**What you are asked to do:** In full and without alteration, print the entries.

**Record set:**
★ ★ ★

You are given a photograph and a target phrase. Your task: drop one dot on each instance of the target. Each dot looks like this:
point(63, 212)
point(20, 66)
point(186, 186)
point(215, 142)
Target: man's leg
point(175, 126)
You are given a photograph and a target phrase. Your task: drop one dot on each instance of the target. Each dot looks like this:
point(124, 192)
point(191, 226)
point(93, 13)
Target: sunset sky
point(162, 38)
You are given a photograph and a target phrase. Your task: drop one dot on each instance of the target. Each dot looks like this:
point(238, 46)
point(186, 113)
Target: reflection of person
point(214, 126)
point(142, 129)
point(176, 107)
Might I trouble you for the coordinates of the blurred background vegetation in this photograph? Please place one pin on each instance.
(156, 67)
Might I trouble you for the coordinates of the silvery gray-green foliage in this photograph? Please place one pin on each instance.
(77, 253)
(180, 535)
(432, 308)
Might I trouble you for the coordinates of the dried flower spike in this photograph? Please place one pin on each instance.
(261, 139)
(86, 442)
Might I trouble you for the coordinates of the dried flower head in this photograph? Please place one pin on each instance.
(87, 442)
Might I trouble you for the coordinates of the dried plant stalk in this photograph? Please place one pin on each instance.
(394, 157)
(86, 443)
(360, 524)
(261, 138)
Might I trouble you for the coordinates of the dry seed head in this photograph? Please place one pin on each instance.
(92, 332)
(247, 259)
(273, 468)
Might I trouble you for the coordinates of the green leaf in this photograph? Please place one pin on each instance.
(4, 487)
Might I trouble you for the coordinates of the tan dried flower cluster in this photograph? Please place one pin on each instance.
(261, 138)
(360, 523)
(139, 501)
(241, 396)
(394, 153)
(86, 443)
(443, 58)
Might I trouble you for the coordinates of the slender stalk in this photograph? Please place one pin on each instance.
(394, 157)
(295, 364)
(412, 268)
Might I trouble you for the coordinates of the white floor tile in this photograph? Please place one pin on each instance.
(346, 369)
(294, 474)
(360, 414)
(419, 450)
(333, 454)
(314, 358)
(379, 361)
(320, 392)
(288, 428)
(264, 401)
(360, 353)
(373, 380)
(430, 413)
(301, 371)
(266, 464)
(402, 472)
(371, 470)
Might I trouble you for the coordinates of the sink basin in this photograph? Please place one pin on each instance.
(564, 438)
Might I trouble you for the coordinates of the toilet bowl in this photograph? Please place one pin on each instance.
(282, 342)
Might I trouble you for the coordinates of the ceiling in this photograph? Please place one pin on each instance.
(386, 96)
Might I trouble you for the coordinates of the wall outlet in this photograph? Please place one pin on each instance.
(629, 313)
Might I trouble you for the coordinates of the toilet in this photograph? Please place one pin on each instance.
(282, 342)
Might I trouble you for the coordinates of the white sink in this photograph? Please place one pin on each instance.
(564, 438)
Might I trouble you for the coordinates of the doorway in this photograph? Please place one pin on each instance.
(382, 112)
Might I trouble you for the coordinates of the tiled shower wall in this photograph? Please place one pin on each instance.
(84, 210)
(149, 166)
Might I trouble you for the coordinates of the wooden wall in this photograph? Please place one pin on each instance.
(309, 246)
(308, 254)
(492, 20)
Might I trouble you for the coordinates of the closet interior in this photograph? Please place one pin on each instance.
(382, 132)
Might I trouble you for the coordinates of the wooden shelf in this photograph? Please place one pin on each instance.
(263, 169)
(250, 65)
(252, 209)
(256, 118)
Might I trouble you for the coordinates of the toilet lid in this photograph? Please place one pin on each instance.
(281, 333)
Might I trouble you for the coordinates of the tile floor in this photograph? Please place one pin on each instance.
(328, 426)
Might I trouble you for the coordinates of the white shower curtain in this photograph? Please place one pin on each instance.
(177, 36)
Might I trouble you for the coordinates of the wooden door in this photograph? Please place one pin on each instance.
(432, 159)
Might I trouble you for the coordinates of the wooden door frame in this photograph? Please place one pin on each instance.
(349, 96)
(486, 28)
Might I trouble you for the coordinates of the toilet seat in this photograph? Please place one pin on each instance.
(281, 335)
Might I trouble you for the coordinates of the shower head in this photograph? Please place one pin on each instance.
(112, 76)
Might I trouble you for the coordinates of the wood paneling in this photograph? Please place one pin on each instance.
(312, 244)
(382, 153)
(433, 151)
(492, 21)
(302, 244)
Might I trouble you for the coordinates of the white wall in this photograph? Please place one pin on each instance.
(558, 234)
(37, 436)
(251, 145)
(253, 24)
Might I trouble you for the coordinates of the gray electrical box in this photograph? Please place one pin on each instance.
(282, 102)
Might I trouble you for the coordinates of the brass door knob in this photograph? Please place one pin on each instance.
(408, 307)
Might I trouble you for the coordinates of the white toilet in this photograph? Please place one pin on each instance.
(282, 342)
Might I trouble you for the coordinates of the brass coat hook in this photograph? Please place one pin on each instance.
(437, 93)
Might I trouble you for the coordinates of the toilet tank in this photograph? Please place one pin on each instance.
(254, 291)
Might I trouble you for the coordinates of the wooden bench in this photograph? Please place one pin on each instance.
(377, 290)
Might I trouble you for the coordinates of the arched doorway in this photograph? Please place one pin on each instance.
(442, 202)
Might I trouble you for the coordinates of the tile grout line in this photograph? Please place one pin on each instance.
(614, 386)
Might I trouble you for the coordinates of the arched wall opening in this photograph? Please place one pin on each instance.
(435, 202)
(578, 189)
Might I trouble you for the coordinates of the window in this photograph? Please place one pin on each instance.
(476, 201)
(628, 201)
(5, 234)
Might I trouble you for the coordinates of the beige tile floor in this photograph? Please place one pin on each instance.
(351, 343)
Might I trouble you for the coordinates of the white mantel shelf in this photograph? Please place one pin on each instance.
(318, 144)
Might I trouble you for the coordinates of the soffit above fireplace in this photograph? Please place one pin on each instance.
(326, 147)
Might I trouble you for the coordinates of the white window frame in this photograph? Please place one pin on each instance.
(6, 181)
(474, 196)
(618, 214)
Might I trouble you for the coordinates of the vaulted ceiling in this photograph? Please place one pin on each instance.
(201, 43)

★ ★ ★

**Solution to this task:**
You are given a photograph and a target phrase. Your task: drop one dot on each instance of the target. Each dot looks like this:
point(63, 212)
point(20, 66)
point(186, 186)
point(215, 142)
Target: man's leg
point(175, 126)
You are given a photograph and a target phrase. Your task: drop one dot on each instance of the target. Each dot looks like this:
point(124, 192)
point(191, 226)
point(93, 13)
Target: sunset sky
point(162, 38)
You are given a photograph and a target phrase. Your task: drop one dot on each instance of the target. Each dot looks like this:
point(238, 46)
point(186, 113)
Target: reflection of person
point(214, 126)
point(142, 129)
point(176, 107)
Might I trouble you for the coordinates of the blurred background vegetation in this photograph? Please place one pin on each instance.
(156, 67)
Might I trouble you for the coordinates of the silvery gray-green foliage in this photograph? Please place one pin on each instance.
(77, 253)
(180, 535)
(432, 308)
Might I trouble you for the coordinates of the dried flower spike in this photograph? Please place one pin on each instance.
(261, 139)
(86, 442)
Might I trouble you for the coordinates of the dried flower head in this photograph? Please place one pin on each instance.
(87, 442)
Might I trouble you for the coordinates of the dried plant stalk in this photograph? Please place one pin on each instance.
(394, 157)
(86, 443)
(360, 524)
(261, 138)
Might I trouble you for the coordinates of the dry seed head in this photograph? Please place one pin on each instance.
(92, 332)
(247, 259)
(273, 468)
Might I trouble you for the coordinates of the green leaf in this photograph? Please place one pin on each instance.
(4, 487)
Might I trouble you for the coordinates of the tan dried flower cluster in this photograph? Please place one pin on each instance.
(261, 138)
(360, 523)
(139, 501)
(241, 396)
(394, 153)
(86, 443)
(443, 58)
Might I trouble you for the coordinates of the slender stalk in this photograph? Please place one pin on each instance.
(394, 157)
(295, 364)
(412, 268)
Might I trouble you for the coordinates of the white floor tile in this photograph? Please place one pin on each instance.
(346, 369)
(294, 474)
(360, 414)
(419, 450)
(333, 454)
(314, 358)
(379, 361)
(320, 392)
(288, 428)
(264, 401)
(360, 353)
(373, 380)
(430, 413)
(301, 371)
(266, 464)
(402, 472)
(371, 470)
Might I trouble you for the coordinates of the sink basin in this photograph? Please place one pin on each instance.
(564, 438)
Might I trouble you for the coordinates of the toilet bowl in this photograph? Please place one pin on each instance.
(282, 342)
Might I trouble you for the coordinates of the ceiling in this photograph? Please place one pin on each instance.
(386, 96)
Might I trouble you for the coordinates of the wall outlet in this photograph? Please place one pin on each instance.
(629, 313)
Might I trouble you for the coordinates of the toilet in this photograph? Please place one pin on each instance.
(282, 342)
Might I trouble you for the coordinates of the white sink in this photograph? Please place one pin on each instance.
(564, 438)
Might I trouble you for the coordinates of the doorway in this photograph? Please place one pin on each instance.
(382, 112)
Might I trouble you for the coordinates of the tiled shower wall in this photograph? Please place one pin on each instance.
(84, 210)
(149, 166)
Might I trouble you for the coordinates of the wooden wall in this photograph? Please place one pin on each instance.
(309, 246)
(308, 254)
(492, 20)
Might I trouble you for the coordinates of the closet interior in this photograph? Please place one pin on each instance.
(382, 132)
Might I trouble you for the coordinates of the wooden shelf in this photograph? Please place one pin on each instance.
(263, 169)
(250, 65)
(252, 209)
(256, 118)
Might I trouble you for the coordinates of the toilet lid in this photograph? Please place one pin on each instance.
(281, 333)
Might I trouble you for the coordinates of the tile floor in this photograph? Please place one pin on each instance.
(328, 426)
Might I trouble you for the coordinates of the white shower curtain in this photograph? Please place one pin on each instance.
(177, 36)
Might I trouble you for the coordinates of the wooden door in this photograph? Please place one pin on each instance.
(432, 159)
Might I trouble you for the coordinates of the wooden door frame in this photograph? Please place one pin on each instance.
(349, 96)
(486, 28)
Might I trouble you for the coordinates of the toilet seat in this photograph? Please place one pin on each instance.
(281, 335)
Might I trouble you for the coordinates of the shower head in this photograph? Please place one pin on each instance.
(112, 76)
Might I trouble you for the coordinates of the wood paneling in this photograph? Please place one pin on each instance.
(312, 244)
(382, 153)
(433, 151)
(492, 21)
(302, 244)
Might I trouble you for the coordinates of the white wall in this photograph? Please place one pin on each instance.
(558, 234)
(37, 436)
(251, 145)
(253, 24)
Might I trouble you for the coordinates of the gray electrical box in this photograph? Please place one pin on each instance.
(282, 102)
Might I trouble you for the coordinates of the brass door knob in this photograph? Please place one pin on each instance.
(408, 307)
Might I trouble you for the coordinates of the white toilet in this photograph? Please place one pin on each instance.
(282, 342)
Might I trouble you for the coordinates of the brass coat hook in this photograph? Please place one pin on each instance.
(437, 93)
Might I trouble you for the coordinates of the toilet tank in this photograph? Please place one pin on each instance.
(254, 291)
Might I trouble you for the coordinates of the wooden bench in this photograph? Please place one pin on each instance.
(377, 290)
Might I trouble you for the coordinates of the arched doorway in this photograph? Please place one pin on each instance.
(442, 202)
Might I trouble you for the coordinates of the tile grout line in this photograph? Please place one pin on each instance.
(614, 386)
Might I trouble you for the coordinates of the arched wall opening in this photograph? Please place one pin on each instance.
(435, 202)
(578, 189)
Might I trouble you for the coordinates of the window in this photograph? Please place one pin on each instance.
(476, 201)
(628, 201)
(5, 234)
Might I trouble you for the coordinates of the beige tile floor in this photograph? Please place one pin on each instance.
(351, 343)
Might I trouble you for the coordinates of the white mantel shelf in this photograph? Please place one pin on each instance.
(318, 144)
Might I trouble you for the coordinates of the soffit above fireplace in this photograph? Please place one pin on each instance.
(326, 147)
Might I trouble you for the coordinates of the white window frame in this photograph? Please place one pin on each instance.
(6, 181)
(474, 196)
(618, 214)
Might I trouble you for the coordinates of the vaulted ceiling in this photograph? Please place one pin on each instance.
(201, 43)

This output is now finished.